--- BEGIN Input ---
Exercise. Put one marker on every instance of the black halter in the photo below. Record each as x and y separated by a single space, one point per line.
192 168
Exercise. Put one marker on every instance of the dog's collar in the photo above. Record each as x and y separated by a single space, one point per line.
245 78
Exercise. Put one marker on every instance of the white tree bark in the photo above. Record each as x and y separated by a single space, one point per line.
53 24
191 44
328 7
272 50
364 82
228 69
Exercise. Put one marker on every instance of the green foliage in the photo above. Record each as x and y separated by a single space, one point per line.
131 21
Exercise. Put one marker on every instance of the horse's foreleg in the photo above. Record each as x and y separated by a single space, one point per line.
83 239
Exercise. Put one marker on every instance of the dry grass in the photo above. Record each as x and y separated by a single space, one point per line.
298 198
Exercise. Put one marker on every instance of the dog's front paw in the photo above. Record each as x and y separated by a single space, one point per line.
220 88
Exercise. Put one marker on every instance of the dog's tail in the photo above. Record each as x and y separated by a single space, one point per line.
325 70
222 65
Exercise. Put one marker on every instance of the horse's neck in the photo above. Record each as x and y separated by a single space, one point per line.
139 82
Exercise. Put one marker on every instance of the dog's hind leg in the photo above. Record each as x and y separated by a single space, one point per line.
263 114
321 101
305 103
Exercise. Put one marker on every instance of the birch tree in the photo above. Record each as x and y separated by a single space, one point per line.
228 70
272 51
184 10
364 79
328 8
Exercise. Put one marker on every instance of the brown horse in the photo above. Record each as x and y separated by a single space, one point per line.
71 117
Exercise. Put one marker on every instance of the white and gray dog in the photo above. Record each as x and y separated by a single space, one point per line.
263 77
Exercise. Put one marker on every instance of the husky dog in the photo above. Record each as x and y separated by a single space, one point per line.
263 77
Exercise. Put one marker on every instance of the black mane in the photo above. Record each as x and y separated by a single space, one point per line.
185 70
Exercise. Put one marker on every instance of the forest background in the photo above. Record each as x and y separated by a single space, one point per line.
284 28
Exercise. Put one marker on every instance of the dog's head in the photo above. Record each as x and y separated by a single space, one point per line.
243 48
--- END Input ---
**Direction**
Write out every row above again, switching "marker" to "dot" wherever it appears and keeping everything else the same.

**Answer in full**
Exercise. Put one dot on every instance of the black halter in the photo below. Record each as x and y separated by a single space, one point per line.
192 168
Exercise. Put one dot on every instance of the dog's collar in the photo above. Record each as x and y separated by a single space, one point per line.
245 78
Exercise. Put one dot on every instance of the white tree bark in the photo above. Record each as x and y separated by a single space, one point per line.
53 24
191 44
328 7
272 50
364 82
228 69
Exercise. Put one dot on every instance of the green foliage in the photo above. Record each as x and y separated by a single space, one point per line.
131 21
Exercise. Put one dot on every instance of the horse's foreleg in the photo above. Record each as x and y separated by a single space, one point per line.
83 239
Exercise. Put one dot on every instance of the dry grass in the photo above. Record each as x and y separated by a single space, one point per line.
298 198
Exercise. Put one dot on every instance of the dog's front paw in the photo above. Record each as x and y separated by a single space, one point per line.
220 88
Exercise. Put one dot on every instance of the dog's tail in the photo above. Record each as x and y separated by a single space, one point per line.
325 70
222 65
Exercise. Put one dot on every instance of the horse's neck in the photo above. Record each as x and y separated by a single space, one point per line.
139 82
Exercise. Put one dot on every instance of the dog's hind leg in the photo above. Record each as x and y separated by a single space, one point per line.
263 114
321 101
305 103
Exercise. Put one dot on every instance of the birch tree in the photo above. Record each as x and y separated by a single space, one point per line.
228 70
272 51
184 10
364 79
328 8
Exercise. Put one dot on every instance of the brown horse in the photo above. Record each as x and y separated by a single space, one point per line.
71 117
Exercise. Put one dot on every instance of the white and gray dog in the photo above. Record each as x and y separated by a single space, one point per line.
263 77
Exercise. Put one dot on every instance of the husky dog in the photo above. Record each as x and y separated by a single space, one point per line.
263 77
Exercise. Put one dot on every instance of the black mane in the photo above. Record each as x and y separated by a single space, one point per line.
185 70
Exercise. Put one dot on every instance of the forest background in the photo above. Record each as x and y separated by a single space, one point per line.
284 28
Exercise. Put one dot on every instance of the dog's head in the photo above. Record each as x and y separated by a single space, one point per line.
243 48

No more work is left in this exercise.